## WORK TO BE COMPLETED:
If a record contains a picture, leave the picture out and transcribe everything else exactly.

## PROVIDED DATA:
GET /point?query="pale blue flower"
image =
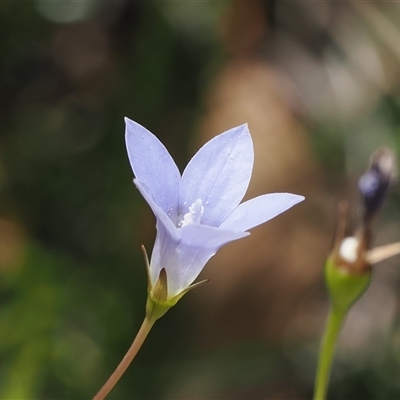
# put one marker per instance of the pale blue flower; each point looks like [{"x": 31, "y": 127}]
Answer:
[{"x": 200, "y": 211}]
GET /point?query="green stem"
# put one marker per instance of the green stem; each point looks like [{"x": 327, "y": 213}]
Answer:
[
  {"x": 129, "y": 356},
  {"x": 327, "y": 351}
]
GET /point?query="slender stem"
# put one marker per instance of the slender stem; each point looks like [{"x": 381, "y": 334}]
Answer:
[
  {"x": 129, "y": 356},
  {"x": 327, "y": 351}
]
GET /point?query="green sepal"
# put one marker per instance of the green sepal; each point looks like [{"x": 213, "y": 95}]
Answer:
[{"x": 344, "y": 287}]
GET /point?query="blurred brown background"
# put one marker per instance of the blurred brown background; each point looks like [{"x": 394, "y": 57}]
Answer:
[{"x": 318, "y": 84}]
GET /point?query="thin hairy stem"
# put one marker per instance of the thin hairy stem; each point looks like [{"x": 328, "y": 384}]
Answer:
[
  {"x": 327, "y": 352},
  {"x": 126, "y": 361}
]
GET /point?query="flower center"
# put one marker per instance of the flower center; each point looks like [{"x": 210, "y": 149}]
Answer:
[
  {"x": 193, "y": 216},
  {"x": 349, "y": 249}
]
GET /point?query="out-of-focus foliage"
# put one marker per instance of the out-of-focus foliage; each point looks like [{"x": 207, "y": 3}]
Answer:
[{"x": 318, "y": 84}]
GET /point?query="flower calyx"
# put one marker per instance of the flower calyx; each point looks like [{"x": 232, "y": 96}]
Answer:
[
  {"x": 158, "y": 301},
  {"x": 347, "y": 269}
]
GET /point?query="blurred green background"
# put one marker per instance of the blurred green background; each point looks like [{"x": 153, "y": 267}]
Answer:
[{"x": 319, "y": 85}]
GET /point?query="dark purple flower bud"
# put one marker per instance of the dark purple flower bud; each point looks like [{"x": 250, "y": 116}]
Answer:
[{"x": 375, "y": 182}]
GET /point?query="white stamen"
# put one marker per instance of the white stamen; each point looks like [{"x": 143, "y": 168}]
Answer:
[
  {"x": 193, "y": 216},
  {"x": 349, "y": 249}
]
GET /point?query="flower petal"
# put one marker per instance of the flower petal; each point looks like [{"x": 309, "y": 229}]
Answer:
[
  {"x": 218, "y": 175},
  {"x": 157, "y": 210},
  {"x": 182, "y": 262},
  {"x": 259, "y": 210},
  {"x": 208, "y": 236},
  {"x": 153, "y": 165},
  {"x": 184, "y": 259}
]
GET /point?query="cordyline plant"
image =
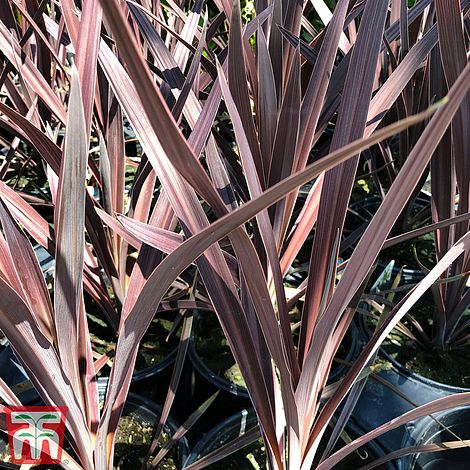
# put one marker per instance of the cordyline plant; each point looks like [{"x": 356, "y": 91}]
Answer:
[
  {"x": 450, "y": 182},
  {"x": 175, "y": 75}
]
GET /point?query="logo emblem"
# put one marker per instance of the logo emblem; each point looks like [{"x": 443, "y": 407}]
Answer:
[{"x": 36, "y": 433}]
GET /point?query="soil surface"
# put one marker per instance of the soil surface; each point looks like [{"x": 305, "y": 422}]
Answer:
[
  {"x": 253, "y": 457},
  {"x": 451, "y": 367},
  {"x": 214, "y": 351},
  {"x": 156, "y": 345},
  {"x": 133, "y": 437}
]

## EXERCISE RESULT:
GET /point?query="pale blue flower"
image =
# put one marker per instance of the pale blue flower; each point looks like [{"x": 31, "y": 127}]
Answer:
[{"x": 200, "y": 211}]
GET /point?query="green stem"
# put one marker per instance of the green stem; each point looks like [{"x": 327, "y": 213}]
Answer:
[
  {"x": 129, "y": 356},
  {"x": 327, "y": 351}
]
GET /point?query="slender stem"
# put one marker per instance of the slender stem; each point looks like [{"x": 381, "y": 334}]
Answer:
[
  {"x": 129, "y": 356},
  {"x": 327, "y": 351}
]
GET /point?query="green sepal"
# put one marker per instance of the green sepal; each point looks like [{"x": 213, "y": 95}]
Answer:
[{"x": 344, "y": 287}]
GET /point?query="blurred brown background"
# put one marker per instance of the blurred brown background; each point looks like [{"x": 394, "y": 57}]
Answer:
[{"x": 318, "y": 84}]
GET /point?query="thin hairy stem"
# put one marker per instance of the thin hairy stem; each point looks like [{"x": 328, "y": 384}]
Answer:
[
  {"x": 327, "y": 352},
  {"x": 126, "y": 361}
]
GET /point?query="flower center"
# put one marker per instance of the flower center; each point looks like [{"x": 210, "y": 149}]
Answer:
[
  {"x": 193, "y": 216},
  {"x": 349, "y": 249}
]
GET /point?query="out-of-focus foliage"
# put one marker per instance of the out-of-focus foliage; each point looks like [{"x": 207, "y": 3}]
Answer:
[{"x": 318, "y": 84}]
GET /point?query="flower calyx"
# put one marker per instance of the flower calyx; each point looks like [{"x": 232, "y": 96}]
Answer:
[
  {"x": 158, "y": 301},
  {"x": 347, "y": 269}
]
GET /point?query="blurred green background"
# put one marker per instance of the blurred green background; each point looks like [{"x": 153, "y": 267}]
Answer:
[{"x": 319, "y": 85}]
GET /point?query="dark purple flower bud"
# put one marker per instance of the dark purple flower bud; each point looks like [{"x": 250, "y": 116}]
Answer:
[{"x": 375, "y": 182}]
GET /point?query="white stamen"
# put one marker per instance of the white stamen; each point looks like [{"x": 143, "y": 168}]
Answer:
[
  {"x": 193, "y": 216},
  {"x": 349, "y": 249}
]
GET /point?query="flower petal"
# put one marker per instance of the flower petal; each point looks like [{"x": 309, "y": 229}]
Answer:
[
  {"x": 218, "y": 175},
  {"x": 157, "y": 210},
  {"x": 182, "y": 262},
  {"x": 259, "y": 210},
  {"x": 208, "y": 236},
  {"x": 153, "y": 165},
  {"x": 184, "y": 259}
]
GET /point?query="cordyline plant"
image =
# put one marker per instance of the cordyline plant; each point looks like [{"x": 356, "y": 91}]
Answer:
[
  {"x": 450, "y": 182},
  {"x": 175, "y": 75}
]
GET /point?query="logo emblem"
# put one marker per instance of the logo emblem; each point looks like [{"x": 443, "y": 407}]
Answer:
[{"x": 36, "y": 433}]
GET /point?query="soil surface"
# put one marker per instance of the soil surface; each point looks like [{"x": 305, "y": 422}]
Answer:
[
  {"x": 253, "y": 457},
  {"x": 451, "y": 367},
  {"x": 214, "y": 351},
  {"x": 156, "y": 345},
  {"x": 133, "y": 437}
]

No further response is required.